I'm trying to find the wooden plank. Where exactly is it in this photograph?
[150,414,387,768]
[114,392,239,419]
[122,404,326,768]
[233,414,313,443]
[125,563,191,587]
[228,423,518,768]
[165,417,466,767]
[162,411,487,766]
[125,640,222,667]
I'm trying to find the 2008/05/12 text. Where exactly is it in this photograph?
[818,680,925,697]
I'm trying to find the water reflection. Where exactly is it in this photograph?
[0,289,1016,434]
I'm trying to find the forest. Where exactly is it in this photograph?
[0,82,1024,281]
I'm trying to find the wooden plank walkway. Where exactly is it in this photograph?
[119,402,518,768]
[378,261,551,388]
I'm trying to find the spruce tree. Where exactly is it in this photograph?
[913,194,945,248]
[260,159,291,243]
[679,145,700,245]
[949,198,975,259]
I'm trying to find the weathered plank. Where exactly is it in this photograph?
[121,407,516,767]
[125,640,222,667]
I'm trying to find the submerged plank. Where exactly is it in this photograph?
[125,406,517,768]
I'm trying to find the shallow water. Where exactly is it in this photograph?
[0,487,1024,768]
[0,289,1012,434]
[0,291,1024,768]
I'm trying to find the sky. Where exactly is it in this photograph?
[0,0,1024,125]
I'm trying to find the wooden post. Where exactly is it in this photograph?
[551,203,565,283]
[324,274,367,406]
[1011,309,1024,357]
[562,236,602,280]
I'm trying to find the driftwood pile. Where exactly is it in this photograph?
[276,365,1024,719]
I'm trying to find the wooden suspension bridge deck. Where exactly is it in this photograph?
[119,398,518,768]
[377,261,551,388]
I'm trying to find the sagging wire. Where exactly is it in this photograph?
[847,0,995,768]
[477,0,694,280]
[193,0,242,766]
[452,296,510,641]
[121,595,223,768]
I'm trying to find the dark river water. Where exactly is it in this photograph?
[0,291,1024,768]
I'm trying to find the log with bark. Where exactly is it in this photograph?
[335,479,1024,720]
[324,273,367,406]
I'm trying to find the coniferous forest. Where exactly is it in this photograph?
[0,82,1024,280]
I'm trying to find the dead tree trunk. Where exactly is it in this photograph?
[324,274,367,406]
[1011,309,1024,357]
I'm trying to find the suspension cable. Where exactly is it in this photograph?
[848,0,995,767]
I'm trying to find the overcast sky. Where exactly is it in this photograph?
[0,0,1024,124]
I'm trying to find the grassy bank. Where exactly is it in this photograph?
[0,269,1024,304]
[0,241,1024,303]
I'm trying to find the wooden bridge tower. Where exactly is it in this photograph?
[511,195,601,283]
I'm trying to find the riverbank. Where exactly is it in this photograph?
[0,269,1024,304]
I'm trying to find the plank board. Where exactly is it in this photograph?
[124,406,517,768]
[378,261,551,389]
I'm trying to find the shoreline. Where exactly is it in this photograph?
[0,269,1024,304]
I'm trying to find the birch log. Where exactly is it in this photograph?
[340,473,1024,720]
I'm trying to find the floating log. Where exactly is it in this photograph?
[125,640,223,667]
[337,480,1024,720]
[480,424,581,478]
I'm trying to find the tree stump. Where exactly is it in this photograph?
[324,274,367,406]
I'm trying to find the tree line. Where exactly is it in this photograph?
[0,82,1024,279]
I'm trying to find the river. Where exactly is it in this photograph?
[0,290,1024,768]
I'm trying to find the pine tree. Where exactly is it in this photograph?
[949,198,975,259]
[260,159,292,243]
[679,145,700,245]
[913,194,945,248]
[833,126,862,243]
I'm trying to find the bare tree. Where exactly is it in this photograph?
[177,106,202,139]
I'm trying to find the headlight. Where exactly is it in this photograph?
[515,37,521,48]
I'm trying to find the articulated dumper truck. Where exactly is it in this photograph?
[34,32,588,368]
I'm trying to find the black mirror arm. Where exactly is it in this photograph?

* * * *

■ What you need to do
Rewrite everything from the line containing "I'm trying to find the 2008/05/12" down to the line containing "[125,406,517,768]", changing "plank" to "board" and leaving all else as it is.

■ Expected answer
I'm trying to find the 2008/05/12 text. Where exactly is it in this photograph?
[818,680,925,697]
I'm trying to find the water reflection. Where exactly is it in this photograph?
[0,289,1016,434]
I'm trying to find the forest. Where exactly is it in this photograph?
[0,82,1024,281]
I'm trying to find the wooden board walkway. Where exactly is it in this photograph?
[119,402,518,768]
[378,261,551,388]
I'm trying to find the spruce tree. Where exactly is it in this photograph?
[913,194,945,248]
[260,159,291,243]
[679,145,700,245]
[949,198,975,259]
I'm trying to find the weathered board. Where exactly is it in this photograph?
[121,407,516,767]
[125,640,222,667]
I'm trying to find the submerged board. Where exactly is it in this photograph?
[125,406,517,768]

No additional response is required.